• _INPUT RECORDS_:
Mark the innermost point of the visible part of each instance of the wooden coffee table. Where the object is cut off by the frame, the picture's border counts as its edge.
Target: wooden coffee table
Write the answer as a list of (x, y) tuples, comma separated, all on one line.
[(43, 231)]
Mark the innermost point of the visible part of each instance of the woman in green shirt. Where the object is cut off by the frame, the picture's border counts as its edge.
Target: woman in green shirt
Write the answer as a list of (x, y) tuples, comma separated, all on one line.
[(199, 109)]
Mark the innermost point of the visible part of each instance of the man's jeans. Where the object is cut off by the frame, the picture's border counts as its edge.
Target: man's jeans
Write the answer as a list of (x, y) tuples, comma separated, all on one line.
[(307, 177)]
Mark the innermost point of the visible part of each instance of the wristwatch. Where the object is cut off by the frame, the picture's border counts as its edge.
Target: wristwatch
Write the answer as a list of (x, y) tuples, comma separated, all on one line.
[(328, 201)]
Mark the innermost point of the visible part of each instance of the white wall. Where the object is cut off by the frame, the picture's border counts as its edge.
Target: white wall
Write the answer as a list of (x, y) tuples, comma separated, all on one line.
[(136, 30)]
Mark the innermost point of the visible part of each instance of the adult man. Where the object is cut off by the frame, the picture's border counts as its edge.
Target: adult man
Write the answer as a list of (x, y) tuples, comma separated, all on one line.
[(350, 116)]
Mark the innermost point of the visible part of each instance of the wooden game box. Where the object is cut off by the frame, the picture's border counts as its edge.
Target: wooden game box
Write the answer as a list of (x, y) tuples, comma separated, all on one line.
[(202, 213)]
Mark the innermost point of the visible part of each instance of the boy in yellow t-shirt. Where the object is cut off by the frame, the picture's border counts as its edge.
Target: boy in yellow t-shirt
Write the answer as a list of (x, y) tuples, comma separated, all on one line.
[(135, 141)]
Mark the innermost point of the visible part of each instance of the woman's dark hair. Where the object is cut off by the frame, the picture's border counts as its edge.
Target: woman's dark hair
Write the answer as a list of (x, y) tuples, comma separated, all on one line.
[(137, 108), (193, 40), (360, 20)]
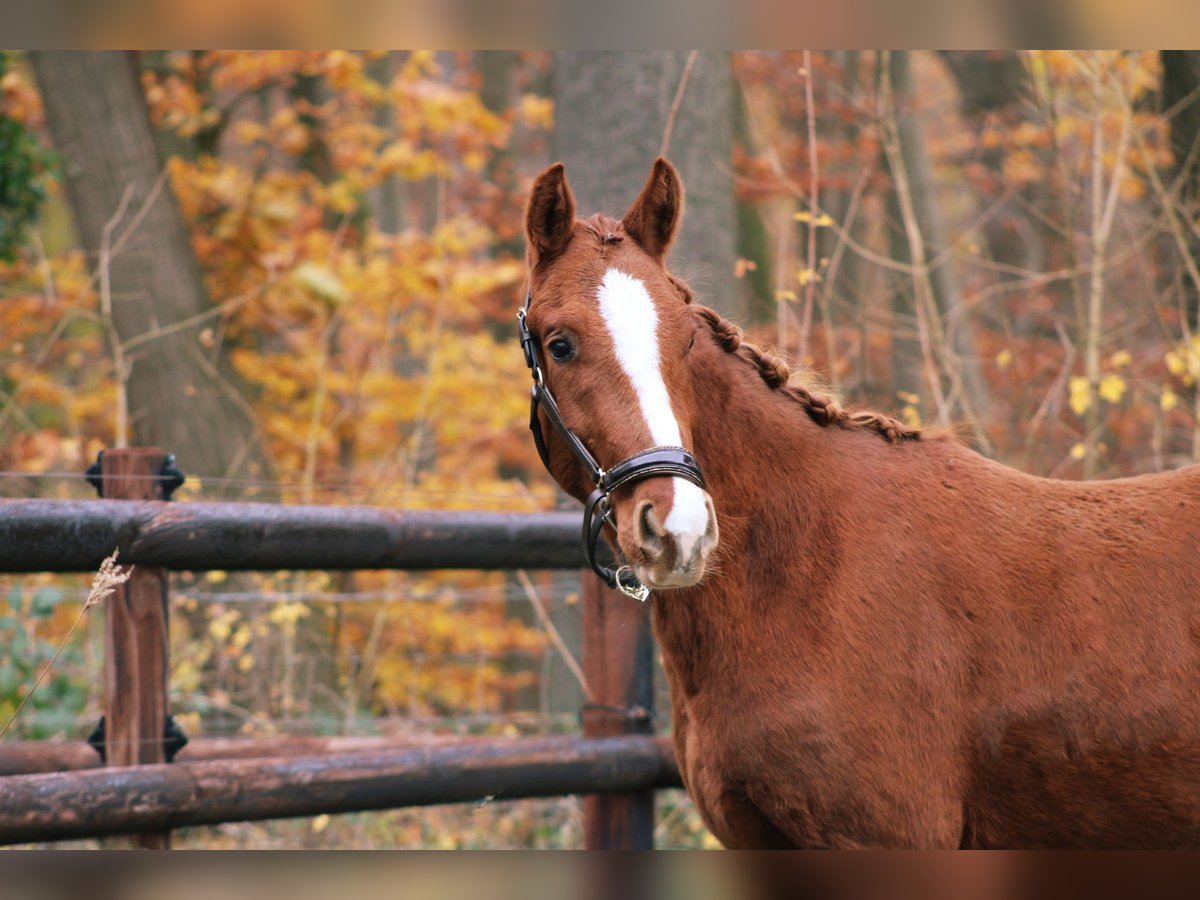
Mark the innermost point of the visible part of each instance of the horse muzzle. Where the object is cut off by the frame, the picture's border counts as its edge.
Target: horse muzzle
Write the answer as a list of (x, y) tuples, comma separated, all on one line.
[(669, 532)]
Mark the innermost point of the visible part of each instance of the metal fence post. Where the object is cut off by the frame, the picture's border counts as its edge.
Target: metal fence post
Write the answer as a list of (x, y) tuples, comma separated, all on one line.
[(136, 637), (618, 664)]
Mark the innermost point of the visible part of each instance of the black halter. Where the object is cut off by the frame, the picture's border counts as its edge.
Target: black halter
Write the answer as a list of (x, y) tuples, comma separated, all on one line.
[(598, 509)]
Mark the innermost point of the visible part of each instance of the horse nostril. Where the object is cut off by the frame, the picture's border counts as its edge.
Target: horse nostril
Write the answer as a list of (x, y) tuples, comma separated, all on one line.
[(649, 532)]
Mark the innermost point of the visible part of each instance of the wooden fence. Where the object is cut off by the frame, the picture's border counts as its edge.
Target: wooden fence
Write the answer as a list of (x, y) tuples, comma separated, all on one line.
[(60, 793)]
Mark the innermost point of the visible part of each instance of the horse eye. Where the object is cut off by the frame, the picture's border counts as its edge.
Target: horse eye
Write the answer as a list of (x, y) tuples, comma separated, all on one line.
[(561, 349)]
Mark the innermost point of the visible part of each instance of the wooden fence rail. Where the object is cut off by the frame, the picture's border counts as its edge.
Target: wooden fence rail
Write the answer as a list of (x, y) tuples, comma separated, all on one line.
[(76, 535), (155, 798), (211, 783)]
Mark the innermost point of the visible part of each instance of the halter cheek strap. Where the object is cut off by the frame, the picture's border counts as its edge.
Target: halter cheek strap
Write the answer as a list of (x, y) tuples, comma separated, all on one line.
[(598, 509)]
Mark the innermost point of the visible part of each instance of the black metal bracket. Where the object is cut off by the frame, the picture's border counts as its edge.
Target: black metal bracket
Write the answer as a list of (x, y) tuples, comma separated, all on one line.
[(173, 739), (94, 477), (169, 475)]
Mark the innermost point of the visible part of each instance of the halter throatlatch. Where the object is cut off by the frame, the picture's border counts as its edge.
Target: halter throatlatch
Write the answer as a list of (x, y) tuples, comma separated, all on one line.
[(598, 509)]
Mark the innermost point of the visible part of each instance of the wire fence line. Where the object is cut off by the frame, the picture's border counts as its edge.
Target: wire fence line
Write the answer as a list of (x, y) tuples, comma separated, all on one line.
[(561, 588), (198, 486)]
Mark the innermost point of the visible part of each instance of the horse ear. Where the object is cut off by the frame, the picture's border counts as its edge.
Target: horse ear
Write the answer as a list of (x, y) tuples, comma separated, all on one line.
[(655, 214), (550, 216)]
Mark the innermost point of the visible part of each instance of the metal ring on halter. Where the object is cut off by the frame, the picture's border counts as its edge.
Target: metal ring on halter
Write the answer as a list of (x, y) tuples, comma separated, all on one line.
[(639, 593)]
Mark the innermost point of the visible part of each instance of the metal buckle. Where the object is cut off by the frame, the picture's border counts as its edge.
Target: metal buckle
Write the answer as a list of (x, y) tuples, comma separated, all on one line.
[(641, 592)]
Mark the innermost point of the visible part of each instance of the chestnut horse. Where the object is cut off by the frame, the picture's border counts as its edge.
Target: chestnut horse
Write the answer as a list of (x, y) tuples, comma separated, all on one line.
[(873, 637)]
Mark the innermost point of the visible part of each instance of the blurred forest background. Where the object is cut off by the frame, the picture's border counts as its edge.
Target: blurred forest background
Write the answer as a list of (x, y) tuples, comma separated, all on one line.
[(299, 270)]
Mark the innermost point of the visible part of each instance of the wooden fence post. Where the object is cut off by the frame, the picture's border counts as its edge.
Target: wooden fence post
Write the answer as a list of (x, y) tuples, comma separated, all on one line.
[(136, 639), (618, 664)]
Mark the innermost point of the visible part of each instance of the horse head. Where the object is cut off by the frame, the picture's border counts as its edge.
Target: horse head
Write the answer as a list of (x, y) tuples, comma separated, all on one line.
[(612, 335)]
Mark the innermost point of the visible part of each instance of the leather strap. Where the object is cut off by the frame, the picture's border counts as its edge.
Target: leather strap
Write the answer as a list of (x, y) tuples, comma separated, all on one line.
[(598, 509)]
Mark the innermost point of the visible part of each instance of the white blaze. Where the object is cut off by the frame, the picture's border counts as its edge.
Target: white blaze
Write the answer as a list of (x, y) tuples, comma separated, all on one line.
[(633, 322)]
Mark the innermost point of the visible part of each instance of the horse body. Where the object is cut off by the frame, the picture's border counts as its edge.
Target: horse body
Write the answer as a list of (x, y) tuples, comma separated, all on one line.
[(907, 645), (894, 642)]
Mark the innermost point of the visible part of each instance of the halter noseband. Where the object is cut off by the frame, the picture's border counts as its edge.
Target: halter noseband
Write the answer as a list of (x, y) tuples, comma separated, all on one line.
[(598, 509)]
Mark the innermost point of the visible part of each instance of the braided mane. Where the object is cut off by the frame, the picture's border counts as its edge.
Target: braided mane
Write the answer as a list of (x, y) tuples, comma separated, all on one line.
[(775, 372)]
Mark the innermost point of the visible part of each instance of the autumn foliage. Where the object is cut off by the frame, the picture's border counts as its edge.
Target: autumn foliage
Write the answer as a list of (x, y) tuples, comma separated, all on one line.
[(1003, 244)]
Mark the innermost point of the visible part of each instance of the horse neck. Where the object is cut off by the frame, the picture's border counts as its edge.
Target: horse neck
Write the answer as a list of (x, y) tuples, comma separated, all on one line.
[(768, 469)]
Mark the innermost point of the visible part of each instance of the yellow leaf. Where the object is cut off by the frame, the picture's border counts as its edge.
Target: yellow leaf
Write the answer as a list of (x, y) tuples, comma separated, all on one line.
[(1175, 364), (1080, 395), (321, 281), (1111, 388)]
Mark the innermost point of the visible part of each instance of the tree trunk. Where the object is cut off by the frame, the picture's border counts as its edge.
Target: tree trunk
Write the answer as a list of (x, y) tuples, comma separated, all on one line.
[(959, 327), (1181, 88), (179, 399), (611, 111)]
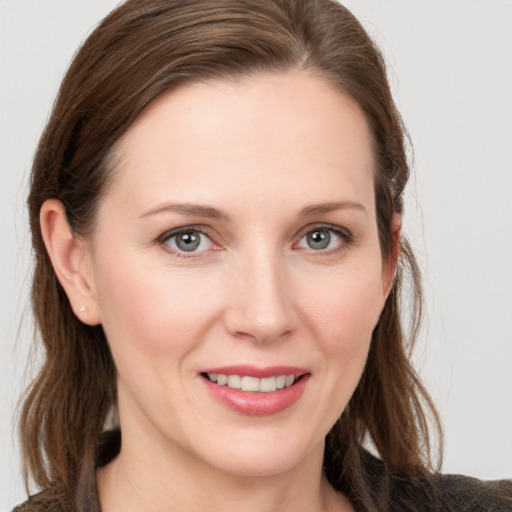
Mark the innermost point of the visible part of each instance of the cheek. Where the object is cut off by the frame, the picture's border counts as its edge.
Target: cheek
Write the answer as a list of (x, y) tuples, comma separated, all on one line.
[(150, 311)]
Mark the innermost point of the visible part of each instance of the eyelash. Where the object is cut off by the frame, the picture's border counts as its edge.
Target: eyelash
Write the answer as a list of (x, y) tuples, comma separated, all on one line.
[(346, 239)]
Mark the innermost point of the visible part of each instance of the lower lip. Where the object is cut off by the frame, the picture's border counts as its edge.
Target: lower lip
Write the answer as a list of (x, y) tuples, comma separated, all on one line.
[(257, 403)]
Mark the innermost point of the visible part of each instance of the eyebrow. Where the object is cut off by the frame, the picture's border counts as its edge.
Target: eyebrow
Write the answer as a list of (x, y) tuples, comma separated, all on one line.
[(318, 209), (192, 210), (208, 212)]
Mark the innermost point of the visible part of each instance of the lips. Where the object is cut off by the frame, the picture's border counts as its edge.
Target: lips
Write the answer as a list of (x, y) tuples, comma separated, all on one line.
[(256, 391)]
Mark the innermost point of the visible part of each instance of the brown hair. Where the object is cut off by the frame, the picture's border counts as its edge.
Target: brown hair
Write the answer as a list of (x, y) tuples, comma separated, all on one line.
[(141, 50)]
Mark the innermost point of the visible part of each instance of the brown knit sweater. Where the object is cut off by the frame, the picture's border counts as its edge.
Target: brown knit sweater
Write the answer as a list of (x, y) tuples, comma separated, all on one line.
[(388, 492)]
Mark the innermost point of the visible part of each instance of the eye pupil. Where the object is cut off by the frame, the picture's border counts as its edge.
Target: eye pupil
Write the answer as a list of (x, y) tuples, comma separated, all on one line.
[(188, 241), (319, 239)]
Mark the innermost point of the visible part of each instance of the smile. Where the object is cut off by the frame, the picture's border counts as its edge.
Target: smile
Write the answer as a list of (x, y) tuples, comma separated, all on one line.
[(248, 383), (255, 391)]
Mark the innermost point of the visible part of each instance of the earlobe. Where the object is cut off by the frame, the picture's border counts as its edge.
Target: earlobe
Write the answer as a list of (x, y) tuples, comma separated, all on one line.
[(70, 260), (389, 268)]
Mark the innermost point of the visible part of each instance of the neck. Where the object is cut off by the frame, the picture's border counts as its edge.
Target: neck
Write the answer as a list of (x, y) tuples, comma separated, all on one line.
[(170, 479)]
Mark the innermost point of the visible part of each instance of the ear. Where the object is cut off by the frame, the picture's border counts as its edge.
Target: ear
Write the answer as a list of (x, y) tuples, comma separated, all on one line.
[(389, 266), (71, 261)]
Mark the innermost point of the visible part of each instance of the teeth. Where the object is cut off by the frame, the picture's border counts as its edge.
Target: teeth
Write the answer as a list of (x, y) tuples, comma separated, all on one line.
[(250, 384), (234, 381), (246, 383)]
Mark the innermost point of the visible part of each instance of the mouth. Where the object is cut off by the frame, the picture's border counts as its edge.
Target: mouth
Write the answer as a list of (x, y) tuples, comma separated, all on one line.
[(251, 383), (256, 391)]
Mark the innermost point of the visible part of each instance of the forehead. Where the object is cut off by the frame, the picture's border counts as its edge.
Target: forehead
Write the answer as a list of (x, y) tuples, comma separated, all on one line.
[(290, 132)]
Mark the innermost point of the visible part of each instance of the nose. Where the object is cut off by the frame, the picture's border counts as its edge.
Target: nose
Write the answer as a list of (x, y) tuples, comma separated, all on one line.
[(261, 305)]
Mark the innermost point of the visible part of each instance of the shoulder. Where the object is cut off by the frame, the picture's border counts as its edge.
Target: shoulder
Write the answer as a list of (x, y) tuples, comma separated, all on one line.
[(436, 492), (466, 494)]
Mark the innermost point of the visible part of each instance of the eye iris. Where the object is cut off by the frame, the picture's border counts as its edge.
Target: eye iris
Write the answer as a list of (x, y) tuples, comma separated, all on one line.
[(319, 239), (188, 241)]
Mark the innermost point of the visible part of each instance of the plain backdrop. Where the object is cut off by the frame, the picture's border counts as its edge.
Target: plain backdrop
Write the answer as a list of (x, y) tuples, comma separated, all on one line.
[(451, 71)]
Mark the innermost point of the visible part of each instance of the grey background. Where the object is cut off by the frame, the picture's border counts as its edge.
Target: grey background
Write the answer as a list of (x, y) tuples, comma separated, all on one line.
[(451, 71)]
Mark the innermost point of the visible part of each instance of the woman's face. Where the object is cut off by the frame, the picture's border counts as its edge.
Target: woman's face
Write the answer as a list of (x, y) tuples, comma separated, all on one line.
[(238, 246)]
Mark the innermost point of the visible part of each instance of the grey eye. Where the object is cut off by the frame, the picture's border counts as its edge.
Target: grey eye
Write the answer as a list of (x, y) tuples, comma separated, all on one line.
[(318, 239), (189, 241)]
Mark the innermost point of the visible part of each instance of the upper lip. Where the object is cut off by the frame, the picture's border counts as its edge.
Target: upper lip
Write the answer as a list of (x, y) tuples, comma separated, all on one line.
[(255, 371)]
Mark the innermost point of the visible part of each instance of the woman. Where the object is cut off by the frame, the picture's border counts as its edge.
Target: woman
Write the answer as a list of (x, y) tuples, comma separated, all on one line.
[(216, 206)]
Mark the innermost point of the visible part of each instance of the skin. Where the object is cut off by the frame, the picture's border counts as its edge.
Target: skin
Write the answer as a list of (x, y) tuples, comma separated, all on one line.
[(265, 152)]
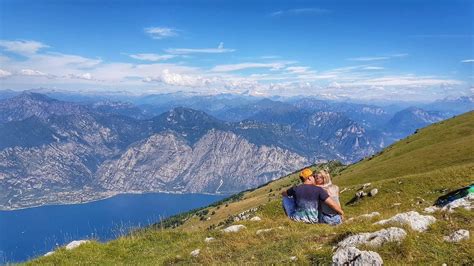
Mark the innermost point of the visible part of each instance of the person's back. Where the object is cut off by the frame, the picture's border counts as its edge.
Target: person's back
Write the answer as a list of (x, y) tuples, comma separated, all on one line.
[(307, 198), (301, 203), (333, 192)]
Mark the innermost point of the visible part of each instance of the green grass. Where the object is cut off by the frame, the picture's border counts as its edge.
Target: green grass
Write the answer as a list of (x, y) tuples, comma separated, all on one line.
[(410, 175)]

• _REQUEST_:
Can you lay out the data as a numbered list, starting at the line that contains "the horse neck." and ending at the line that contains "[(318, 209), (192, 210), (208, 212)]", with blank lines left out? Include only those lines and leave the pictures out of the answer.

• _RESULT OF THIS EXERCISE_:
1. Mark the innermost point of the visible part of each instance of the horse neck. Where the object is cut off by the frame, the picture's border counts as its edge.
2. Target: horse neck
3. Write the answer as a list of (x, y) tuples, comma separated, all on one line.
4. [(768, 469)]
5. Mark the innermost point of the visible part of each instance of the yellow leaf. Where the object is cut off by the frame, the picture's border counts as its edge.
6. Target: yellow leaf
7. Write the answer as a list of (x, y) tuples, comma separated, all on one line.
8. [(1175, 364), (1080, 395), (321, 281), (1111, 388)]
9. Mark the innermost point of the visible part of each instance of the tree trunk. Where the object is cut off by the frame, the picture's border counts as its edge.
10. Target: tree trunk
11. Write the answer as a list of (x, y) tuples, comma separated, all on one line.
12. [(959, 327), (1181, 88), (179, 399), (611, 111)]
13. Mark the innermost point of the visible part of each instance of the cheek. Where the object is cut off by the frame, the picture's border counts as its edge.
14. Target: cheek
15. Write the answer as a list of (x, y) tuples, comma separated, all on one line.
16. [(150, 311)]
17. Mark the innermost point of the visible part of each instance of the eyelash. Where the object is cut off by the frame, the picture's border counts as its edge.
18. Target: eyelash
19. Write the answer as a list of (x, y) tuples, comma separated, all on one line.
20. [(346, 239)]
21. Mark the innermost point of the visible part of each instance of the lower lip. Where the object is cut off by the frame, the picture's border counts as its edge.
22. Target: lower lip
23. Write the answer as a list of (x, y) tuples, comma separated, all on one line.
24. [(257, 403)]
25. Mark the innermost point of the visible part of each instance of the eyebrow. Where the object is cut off by the frame, the picture's border counts as its edge.
26. Target: eyebrow
27. Write the answer as a list of (x, y) tuples, comma separated, all on one line.
28. [(318, 209), (192, 210), (208, 212)]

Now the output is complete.